Reproduce exactly the line in which "For the benchmark card, identify each instance of the seated" occurs and all the lines after it, ending with the last line.

====== TASK MATERIAL ======

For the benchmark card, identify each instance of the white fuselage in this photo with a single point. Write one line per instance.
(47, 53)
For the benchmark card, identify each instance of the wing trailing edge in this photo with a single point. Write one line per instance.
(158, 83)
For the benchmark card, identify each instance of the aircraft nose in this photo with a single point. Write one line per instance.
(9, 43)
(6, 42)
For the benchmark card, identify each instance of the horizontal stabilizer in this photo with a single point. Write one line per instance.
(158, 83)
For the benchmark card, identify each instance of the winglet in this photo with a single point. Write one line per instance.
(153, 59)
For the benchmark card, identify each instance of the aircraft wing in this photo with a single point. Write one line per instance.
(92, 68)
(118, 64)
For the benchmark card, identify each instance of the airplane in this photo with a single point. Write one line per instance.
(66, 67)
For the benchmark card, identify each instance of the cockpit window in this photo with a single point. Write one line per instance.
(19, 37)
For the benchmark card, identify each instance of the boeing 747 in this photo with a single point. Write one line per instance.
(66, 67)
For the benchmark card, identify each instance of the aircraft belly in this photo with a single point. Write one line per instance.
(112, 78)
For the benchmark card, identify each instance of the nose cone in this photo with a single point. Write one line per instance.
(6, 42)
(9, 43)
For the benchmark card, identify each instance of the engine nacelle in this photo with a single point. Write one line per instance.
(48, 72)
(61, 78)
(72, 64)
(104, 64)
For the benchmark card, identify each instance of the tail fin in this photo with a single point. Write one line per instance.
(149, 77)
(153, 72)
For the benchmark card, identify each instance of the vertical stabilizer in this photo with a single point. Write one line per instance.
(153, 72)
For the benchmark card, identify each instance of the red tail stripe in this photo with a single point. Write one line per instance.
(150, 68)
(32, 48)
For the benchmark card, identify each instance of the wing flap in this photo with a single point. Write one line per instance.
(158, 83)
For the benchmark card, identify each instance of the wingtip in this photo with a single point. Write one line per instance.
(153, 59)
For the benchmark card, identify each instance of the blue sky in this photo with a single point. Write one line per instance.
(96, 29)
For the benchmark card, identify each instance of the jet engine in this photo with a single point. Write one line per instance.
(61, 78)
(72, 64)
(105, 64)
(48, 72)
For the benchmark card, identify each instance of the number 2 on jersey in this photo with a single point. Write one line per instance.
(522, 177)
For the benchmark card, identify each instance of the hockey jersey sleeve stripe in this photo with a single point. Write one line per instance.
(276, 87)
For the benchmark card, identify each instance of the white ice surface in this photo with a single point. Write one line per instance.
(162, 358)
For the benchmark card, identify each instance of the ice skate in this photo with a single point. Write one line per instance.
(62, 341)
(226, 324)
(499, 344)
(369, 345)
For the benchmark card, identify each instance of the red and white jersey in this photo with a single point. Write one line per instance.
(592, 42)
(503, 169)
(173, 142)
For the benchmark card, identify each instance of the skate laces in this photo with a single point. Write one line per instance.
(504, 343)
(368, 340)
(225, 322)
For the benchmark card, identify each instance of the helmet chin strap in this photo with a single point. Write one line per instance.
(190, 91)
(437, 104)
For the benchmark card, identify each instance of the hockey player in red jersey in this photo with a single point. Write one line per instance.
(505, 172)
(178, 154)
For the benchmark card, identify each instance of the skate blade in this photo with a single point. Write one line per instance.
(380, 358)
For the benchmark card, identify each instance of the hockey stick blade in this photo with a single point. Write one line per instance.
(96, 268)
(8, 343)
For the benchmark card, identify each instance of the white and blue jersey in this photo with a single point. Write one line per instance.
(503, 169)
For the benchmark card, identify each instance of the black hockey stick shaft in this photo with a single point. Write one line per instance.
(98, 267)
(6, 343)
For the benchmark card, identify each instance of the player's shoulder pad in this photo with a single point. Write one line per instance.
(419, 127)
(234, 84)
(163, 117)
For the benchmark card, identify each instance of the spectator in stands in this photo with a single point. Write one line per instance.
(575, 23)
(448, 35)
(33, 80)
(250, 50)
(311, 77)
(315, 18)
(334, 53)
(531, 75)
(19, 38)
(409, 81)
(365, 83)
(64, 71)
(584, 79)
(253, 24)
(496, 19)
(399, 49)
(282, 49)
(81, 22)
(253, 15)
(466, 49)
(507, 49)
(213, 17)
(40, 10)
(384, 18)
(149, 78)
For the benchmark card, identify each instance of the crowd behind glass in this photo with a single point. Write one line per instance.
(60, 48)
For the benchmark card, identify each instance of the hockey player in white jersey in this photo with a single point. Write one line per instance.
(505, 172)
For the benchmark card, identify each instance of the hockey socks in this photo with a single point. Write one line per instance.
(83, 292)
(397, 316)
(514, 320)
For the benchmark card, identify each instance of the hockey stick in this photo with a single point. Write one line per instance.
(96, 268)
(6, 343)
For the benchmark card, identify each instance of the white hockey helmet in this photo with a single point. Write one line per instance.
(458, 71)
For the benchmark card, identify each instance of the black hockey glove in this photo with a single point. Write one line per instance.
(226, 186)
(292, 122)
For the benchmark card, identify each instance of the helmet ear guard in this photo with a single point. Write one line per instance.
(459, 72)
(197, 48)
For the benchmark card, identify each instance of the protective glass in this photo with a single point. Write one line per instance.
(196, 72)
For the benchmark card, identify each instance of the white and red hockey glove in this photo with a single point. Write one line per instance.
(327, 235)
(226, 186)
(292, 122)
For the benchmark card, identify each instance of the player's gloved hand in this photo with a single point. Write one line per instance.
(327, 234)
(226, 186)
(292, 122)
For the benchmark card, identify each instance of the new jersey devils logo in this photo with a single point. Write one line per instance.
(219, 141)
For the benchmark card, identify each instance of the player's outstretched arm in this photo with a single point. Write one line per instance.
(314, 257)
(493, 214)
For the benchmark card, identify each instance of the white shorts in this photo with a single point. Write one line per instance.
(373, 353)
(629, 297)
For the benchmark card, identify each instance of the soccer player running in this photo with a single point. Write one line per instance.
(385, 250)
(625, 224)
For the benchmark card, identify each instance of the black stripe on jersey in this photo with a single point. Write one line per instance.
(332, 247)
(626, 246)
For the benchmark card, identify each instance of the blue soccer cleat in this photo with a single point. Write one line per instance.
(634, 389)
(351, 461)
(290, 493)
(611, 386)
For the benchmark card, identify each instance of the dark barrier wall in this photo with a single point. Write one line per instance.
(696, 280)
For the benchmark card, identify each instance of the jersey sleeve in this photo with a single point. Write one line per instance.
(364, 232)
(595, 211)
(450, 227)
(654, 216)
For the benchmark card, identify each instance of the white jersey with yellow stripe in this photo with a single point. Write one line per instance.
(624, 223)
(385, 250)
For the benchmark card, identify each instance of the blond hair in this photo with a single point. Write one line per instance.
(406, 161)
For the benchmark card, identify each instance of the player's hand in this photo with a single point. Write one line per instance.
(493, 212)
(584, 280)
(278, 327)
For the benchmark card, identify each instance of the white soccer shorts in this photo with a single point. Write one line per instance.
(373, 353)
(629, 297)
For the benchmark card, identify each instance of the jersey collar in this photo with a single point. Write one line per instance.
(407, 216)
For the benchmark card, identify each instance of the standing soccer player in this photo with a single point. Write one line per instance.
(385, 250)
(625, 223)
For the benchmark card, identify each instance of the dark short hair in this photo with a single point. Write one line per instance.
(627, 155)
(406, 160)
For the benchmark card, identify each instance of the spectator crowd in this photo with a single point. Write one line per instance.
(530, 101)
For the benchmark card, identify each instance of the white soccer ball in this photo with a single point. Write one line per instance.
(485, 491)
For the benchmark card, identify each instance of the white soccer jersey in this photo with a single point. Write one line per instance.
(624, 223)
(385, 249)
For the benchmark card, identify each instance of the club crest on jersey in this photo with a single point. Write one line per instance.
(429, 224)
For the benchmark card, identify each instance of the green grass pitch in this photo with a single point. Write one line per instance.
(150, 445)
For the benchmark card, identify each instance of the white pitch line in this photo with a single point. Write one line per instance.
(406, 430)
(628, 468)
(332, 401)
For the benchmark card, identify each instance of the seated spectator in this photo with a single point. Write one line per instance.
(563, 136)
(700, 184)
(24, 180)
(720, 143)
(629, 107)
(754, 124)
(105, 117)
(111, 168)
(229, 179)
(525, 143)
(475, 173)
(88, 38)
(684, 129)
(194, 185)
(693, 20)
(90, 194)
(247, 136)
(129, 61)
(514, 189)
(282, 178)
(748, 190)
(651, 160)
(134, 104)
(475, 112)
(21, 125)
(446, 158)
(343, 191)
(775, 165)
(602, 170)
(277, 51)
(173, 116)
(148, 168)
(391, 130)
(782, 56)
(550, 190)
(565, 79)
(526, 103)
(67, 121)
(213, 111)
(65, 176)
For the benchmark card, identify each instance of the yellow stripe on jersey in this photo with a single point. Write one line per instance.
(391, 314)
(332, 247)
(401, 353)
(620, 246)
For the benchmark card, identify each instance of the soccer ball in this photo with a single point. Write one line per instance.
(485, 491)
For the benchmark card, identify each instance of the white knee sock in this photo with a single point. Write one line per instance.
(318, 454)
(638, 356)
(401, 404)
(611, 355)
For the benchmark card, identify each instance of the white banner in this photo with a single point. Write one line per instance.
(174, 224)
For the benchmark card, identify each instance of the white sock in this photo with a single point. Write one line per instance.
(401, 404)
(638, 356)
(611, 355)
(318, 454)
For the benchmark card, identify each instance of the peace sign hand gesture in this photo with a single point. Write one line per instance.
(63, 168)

======

■ **RESPONSE TO THIS TASK**
For the benchmark card, identify each instance of the seated spectator in this photo with a single point. Write one line per instance.
(563, 136)
(700, 184)
(24, 180)
(720, 143)
(629, 107)
(754, 124)
(105, 117)
(111, 168)
(229, 179)
(525, 143)
(475, 173)
(88, 38)
(684, 129)
(194, 185)
(693, 20)
(90, 194)
(247, 136)
(129, 61)
(514, 189)
(282, 178)
(748, 190)
(651, 160)
(134, 104)
(475, 112)
(21, 125)
(446, 158)
(343, 191)
(775, 165)
(602, 170)
(277, 51)
(173, 116)
(148, 168)
(391, 130)
(782, 56)
(550, 190)
(565, 79)
(526, 103)
(67, 121)
(213, 111)
(65, 176)
For the benchmark card, identify each instance of the yellow stripe on jersey in this photo with a single point. Write one line per instance.
(391, 314)
(332, 247)
(401, 353)
(620, 246)
For the benchmark card, identify each instance of the soccer ball in this photo with a single point. Write one line per instance.
(485, 491)
For the benchmark card, identify each instance of the white knee sock in this photo with a single point. Write one line per instance.
(318, 454)
(638, 356)
(401, 404)
(611, 355)
For the benchmark card, identify each instance of the white banner in this photo with a single point. Write one line per instance.
(174, 224)
For the benchmark card, identify each instance of the white sock in this photo with a single point. Write one line per instance.
(401, 404)
(638, 356)
(611, 355)
(318, 454)
For the benchmark card, identify each instance of the peace sign hand gesture in this photo with a single point. Write one line per instance.
(63, 168)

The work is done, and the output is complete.